• [Gegeven tekstfragment]:
****

Het doel van de strijd in de natuur

Jakob Lorber - Het Grote Johannes Evangelie (deel 10)

«« 184 / 244 »»
[1] (De Heer:) 'Jouw vraag is eigenlijk, waarom Ik die vijandelijkheden toelaat op een hemellichaam, zoals de aarde er één is. Daarop zeg Ik je dat er behalve deze aarde ontelbare veel grotere hemellichamen zijn, en daar zul je helemaal geen of slechts zeer weinig van deze aardse vijandelijkheden onder het geschapene aantreffen.
[2] Ja, waarom dan juist op deze aarde? Ik zeg je: omdat de mensen van deze aarde wat hun ziel en geest betreft in de positie zijn om kinderen Gods te kunnen worden, waardoor ze dan tot hetzelfde in staat zijn als Ikzelf; daarom is door de mond van de profeten ook al tegen de ouden gezegd: 'Jullie zijn Mijn kinderen en derhalve goden, evenals Ik, jullie Vader, God ben!'
[3] Maar om een ziel in die positie te krijgen moet ze, zoals men pleegt te zeggen, na een lange reeks van jaren in zekere zin samengesteld worden uit een ontelbaar aantal zielenpartikels uit het rijk van alle schepselen op deze aarde, en dit samenvoegen van die vaak eindeloos vele zielen van schepselen is datgene wat de oude wijzen, die daar wel van op de hoogte waren, de 'zielsverhuizing' noemden.

****

• [Aangeleverde records]:
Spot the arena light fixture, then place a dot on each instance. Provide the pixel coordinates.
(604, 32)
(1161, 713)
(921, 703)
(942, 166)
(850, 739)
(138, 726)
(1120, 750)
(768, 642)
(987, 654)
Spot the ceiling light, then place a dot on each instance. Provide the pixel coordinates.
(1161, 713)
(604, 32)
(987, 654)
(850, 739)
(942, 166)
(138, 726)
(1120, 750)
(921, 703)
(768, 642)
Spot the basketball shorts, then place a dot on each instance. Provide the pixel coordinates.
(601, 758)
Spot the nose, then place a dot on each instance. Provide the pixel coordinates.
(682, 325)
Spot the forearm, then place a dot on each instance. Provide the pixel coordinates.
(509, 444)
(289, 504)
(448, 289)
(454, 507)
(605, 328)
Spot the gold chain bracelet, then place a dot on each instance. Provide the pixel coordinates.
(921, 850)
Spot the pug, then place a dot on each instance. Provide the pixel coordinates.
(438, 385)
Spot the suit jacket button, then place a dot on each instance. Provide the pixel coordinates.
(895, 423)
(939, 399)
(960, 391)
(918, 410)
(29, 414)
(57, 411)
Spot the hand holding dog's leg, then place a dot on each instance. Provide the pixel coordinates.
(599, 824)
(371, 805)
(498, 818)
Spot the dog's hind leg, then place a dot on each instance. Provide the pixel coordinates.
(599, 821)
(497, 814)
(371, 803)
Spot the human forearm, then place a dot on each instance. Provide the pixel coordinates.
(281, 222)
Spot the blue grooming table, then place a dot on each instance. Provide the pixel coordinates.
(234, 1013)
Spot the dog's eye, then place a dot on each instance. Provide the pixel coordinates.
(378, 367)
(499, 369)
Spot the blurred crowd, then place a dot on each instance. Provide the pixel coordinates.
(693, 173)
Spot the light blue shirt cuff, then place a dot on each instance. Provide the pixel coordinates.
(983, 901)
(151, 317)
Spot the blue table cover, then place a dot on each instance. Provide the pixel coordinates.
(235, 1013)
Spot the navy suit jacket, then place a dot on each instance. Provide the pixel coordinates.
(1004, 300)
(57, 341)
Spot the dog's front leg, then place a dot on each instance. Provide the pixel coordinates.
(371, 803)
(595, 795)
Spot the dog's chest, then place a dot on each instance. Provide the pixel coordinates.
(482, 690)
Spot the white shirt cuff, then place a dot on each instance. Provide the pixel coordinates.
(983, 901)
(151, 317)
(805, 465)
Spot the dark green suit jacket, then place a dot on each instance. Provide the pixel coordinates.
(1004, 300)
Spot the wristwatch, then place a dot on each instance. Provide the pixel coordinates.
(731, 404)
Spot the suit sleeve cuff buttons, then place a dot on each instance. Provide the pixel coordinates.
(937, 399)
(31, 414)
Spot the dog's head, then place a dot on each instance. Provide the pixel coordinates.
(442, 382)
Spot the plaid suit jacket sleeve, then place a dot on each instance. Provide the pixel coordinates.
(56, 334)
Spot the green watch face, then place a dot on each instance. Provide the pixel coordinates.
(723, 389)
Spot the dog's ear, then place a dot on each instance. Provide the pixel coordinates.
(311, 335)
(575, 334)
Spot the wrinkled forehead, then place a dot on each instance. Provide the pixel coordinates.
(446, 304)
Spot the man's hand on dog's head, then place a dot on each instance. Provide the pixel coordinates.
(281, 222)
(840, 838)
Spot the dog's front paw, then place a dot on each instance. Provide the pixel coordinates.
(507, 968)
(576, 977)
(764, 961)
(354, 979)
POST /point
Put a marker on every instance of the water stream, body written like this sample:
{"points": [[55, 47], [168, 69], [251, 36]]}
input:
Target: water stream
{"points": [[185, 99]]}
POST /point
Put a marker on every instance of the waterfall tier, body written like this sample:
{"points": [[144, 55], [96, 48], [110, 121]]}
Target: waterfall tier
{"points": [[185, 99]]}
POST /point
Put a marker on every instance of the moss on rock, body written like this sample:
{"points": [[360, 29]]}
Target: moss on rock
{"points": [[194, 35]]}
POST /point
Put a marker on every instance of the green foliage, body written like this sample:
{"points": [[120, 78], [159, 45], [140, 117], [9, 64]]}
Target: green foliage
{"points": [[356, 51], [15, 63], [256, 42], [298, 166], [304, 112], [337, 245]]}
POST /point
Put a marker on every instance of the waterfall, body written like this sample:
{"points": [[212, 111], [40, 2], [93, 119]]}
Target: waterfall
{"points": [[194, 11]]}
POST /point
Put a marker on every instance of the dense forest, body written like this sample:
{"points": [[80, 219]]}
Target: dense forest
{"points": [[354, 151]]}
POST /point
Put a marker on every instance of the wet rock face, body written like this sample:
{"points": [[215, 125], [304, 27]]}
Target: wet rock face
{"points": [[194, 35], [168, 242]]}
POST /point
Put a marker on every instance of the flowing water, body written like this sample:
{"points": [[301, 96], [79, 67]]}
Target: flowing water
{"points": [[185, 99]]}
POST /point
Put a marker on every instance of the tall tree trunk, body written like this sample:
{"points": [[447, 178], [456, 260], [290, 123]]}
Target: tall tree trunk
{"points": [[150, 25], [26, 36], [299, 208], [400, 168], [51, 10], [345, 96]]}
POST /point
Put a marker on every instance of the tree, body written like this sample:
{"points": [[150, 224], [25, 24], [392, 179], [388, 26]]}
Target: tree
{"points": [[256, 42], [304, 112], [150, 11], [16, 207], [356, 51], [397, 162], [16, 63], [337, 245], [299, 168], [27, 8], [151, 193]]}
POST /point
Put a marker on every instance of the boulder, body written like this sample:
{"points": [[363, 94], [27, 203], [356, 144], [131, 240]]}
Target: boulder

****

• [Opdrachten bij oefening]:
1: Stemmen deze uitspraken overeen met het tekstfragment? (a) Buiten de aarde bestaan ontelbaar veel grotere hemellichamen. (b) Op die andere hemellichamen komen meer vijandelijkheden voor dan op de aarde. (c) De oude wijzen noemden het samenvoegen van de zielen van schepselen de 'zielsverhuizing'. Antwoord per uitspraak met ja of nee en citeer letterlijk de woorden uit het tekstfragment die de doorslag geven.
2: Som alle verschillende woorden op die in het tekstfragment met "ziel" beginnen.
3: Schrijf alsjeblieft het tekstfragment over het doel van de strijd in de natuur verder, te beginnen na de laatste zin.
De records staan los van het tekstfragment.

• [Uitkomsten per opdracht]:
1:
(a) Ja: "er behalve deze aarde ontelbare veel grotere hemellichamen zijn"
(b) Nee: "daar zul je helemaal geen of slechts zeer weinig van deze aardse vijandelijkheden onder het geschapene aantreffen"
(c) Ja: "dit samenvoegen van die vaak eindeloos vele zielen van schepselen is datgene wat de oude wijzen, die daar wel van op de hoogte waren, de 'zielsverhuizing' noemden"

2: ziel, zielenpartikels, zielen, zielsverhuizing

3:
[4] De uiterlijke, materiële vormen van de schepselen vernietigen elkaar wel over en weer, maar daardoor worden vele zielen die in die schepselen wonen vrij; de gelijksoortige verenigen zich en worden op een volgend, hoger niveau weer in een materiële vorm verwekt, en zo voort tot aan de mens.
[5] En zoals het met de ziel gaat, zo gaat het ook met haar bijbehorende geest, die de eigenlijke opwekker, verdere begeleider, ontwikkelaar en instandhouder van de zielen is tot aan de menselijke ziel toe, die daarna pas volledig haar sfeer van vrijheid binnentreedt en in staat is zichzelf in moreelopzicht verder te ontwikkelen.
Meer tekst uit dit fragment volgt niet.